Problem requirements →
Down to the last line, output the records below exactly.

Stored data entries
-----

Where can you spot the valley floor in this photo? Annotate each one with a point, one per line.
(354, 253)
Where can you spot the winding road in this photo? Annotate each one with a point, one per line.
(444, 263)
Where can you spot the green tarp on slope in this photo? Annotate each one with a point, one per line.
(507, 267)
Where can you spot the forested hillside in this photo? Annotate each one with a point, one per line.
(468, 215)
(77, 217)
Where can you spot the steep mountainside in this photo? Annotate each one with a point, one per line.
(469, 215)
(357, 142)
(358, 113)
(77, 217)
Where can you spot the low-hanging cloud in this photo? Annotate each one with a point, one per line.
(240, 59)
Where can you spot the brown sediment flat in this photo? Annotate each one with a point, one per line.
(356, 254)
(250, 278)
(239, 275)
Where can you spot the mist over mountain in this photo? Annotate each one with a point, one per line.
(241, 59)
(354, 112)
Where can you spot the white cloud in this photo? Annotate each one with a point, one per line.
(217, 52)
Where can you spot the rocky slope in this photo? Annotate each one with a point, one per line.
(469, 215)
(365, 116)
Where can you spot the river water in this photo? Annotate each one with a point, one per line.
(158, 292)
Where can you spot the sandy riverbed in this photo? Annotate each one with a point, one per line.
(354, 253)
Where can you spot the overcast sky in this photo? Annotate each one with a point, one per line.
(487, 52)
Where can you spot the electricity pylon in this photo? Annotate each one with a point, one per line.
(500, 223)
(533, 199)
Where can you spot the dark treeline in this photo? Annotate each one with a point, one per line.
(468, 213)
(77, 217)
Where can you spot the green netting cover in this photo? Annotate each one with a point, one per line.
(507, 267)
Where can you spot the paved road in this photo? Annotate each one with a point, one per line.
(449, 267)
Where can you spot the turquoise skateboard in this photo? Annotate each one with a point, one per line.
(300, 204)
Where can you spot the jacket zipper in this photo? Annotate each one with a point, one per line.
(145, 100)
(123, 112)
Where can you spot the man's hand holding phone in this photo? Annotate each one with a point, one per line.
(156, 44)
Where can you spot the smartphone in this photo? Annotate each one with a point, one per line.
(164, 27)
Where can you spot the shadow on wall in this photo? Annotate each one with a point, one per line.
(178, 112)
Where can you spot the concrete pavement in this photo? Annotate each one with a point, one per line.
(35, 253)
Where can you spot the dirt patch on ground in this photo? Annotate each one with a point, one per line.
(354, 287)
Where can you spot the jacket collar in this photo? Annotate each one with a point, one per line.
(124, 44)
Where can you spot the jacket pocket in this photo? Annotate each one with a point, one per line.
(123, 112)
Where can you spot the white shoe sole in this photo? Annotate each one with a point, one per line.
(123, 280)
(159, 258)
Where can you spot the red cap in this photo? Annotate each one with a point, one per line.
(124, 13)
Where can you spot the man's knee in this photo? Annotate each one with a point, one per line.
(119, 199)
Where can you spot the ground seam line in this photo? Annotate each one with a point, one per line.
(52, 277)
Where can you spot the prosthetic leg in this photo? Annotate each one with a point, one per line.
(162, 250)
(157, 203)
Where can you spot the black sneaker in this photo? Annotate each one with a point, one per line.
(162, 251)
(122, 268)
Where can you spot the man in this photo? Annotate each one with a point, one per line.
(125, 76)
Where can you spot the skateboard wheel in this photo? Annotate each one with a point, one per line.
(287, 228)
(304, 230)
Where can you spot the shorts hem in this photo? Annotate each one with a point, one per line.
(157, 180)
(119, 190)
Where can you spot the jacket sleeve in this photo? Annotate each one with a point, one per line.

-----

Answer to the problem →
Where can you spot the valley floor in this photo? Annotate each one with a point, one per line.
(354, 253)
Where can you spot the winding road in this photo? Annotate each one with a point, one per line.
(444, 263)
Where can you spot the green tarp on slope in this photo? Annotate each one with a point, one per line.
(507, 267)
Where can you spot the forested hillside in this photo? Annotate each one with a point, one per line.
(468, 215)
(77, 217)
Where can you spot the steep mountainside in this photo? Annotate each one with a point, one per line.
(469, 215)
(357, 142)
(358, 113)
(77, 217)
Where can you spot the low-hanging cloud in this photo? Annotate each one with a point, one per line.
(240, 59)
Where can you spot the brown sediment flat in this photo? Annotate each one with a point, one per line.
(356, 254)
(250, 278)
(239, 275)
Where can you spot the mist over mountain in this photo? Annotate each one with a point, one per line.
(241, 59)
(354, 112)
Where can you spot the white cloud in this photo? Annotate each one with a point, one per line.
(217, 52)
Where can you spot the rocky slope in this photo? Annotate each one with a point, one per line.
(469, 215)
(365, 116)
Where can you spot the river water in this photo? Annotate each one with a point, one per line.
(158, 292)
Where can you spot the sandy riverbed in this photo? Annotate each one with a point, one per line.
(354, 253)
Where can you spot the overcast sky in this photo? Annotate each one with a point, one per line.
(487, 52)
Where can you spot the electricity pylon in this photo? Annotate each one with a point, one per line.
(500, 223)
(533, 199)
Where can you spot the dark treeline in this photo? Annotate each one with a point, one per line.
(468, 213)
(77, 217)
Where can you spot the green netting cover in this photo? Annotate each one with a point, one per line.
(507, 267)
Where can you spot the paved road in this photo? Annotate each one with a point, one per line.
(449, 267)
Where can you spot the turquoise skateboard in this photo? Annotate each one with a point, one per line.
(300, 204)
Where can you spot the jacket zipper in this photo? Annotate each one with a point, one per line.
(145, 100)
(123, 112)
Where can you spot the man's hand holding phone in this photo? Annotate each one with a point, one per line.
(156, 44)
Where can you spot the smartphone in this photo? Annotate each one with a point, one per line.
(164, 27)
Where can you spot the shadow on wall in this photo? Annotate each one with a point, one per line.
(178, 112)
Where can you spot the concrete pavement in this photo? Annotate each one with a point, one per line.
(35, 253)
Where can you spot the dirt patch on ground in this photo? Annotate each one with a point, one per line.
(354, 287)
Where can you spot the jacket collar in this photo? Annotate each one with a point, one per line.
(124, 44)
Where can you spot the jacket pocket in this photo? Annotate each one with a point, one per line.
(123, 112)
Where can you spot the white shoe sole in this photo? Annotate each one with a point, one per line.
(123, 280)
(159, 258)
Where can you spot the red cap in this photo? Annotate each one with a point, one per line.
(124, 13)
Where can you spot the man's knee in this photo? Annotate each one with a point, one per line.
(119, 199)
Where can you spot the ground seam line in this photo? Annotate each one with a point, one per line.
(52, 277)
Where can you spot the prosthetic leg in this photo? Annotate each one with a point, one per line.
(162, 250)
(157, 203)
Where can you spot the black sneaker in this photo? Annotate each one with a point, one per line.
(162, 251)
(122, 268)
Where can you spot the man in this photo? Annotate each one with a point, one per line.
(125, 76)
Where can you spot the skateboard wheel in this photo? Annotate each one with a point, one per line.
(287, 228)
(304, 230)
Where can you spot the shorts hem in this photo? Annotate each one with a point, one per line.
(157, 180)
(119, 190)
Where can you spot the jacket sleeve in this photo? Annotate each one with a point, one per line.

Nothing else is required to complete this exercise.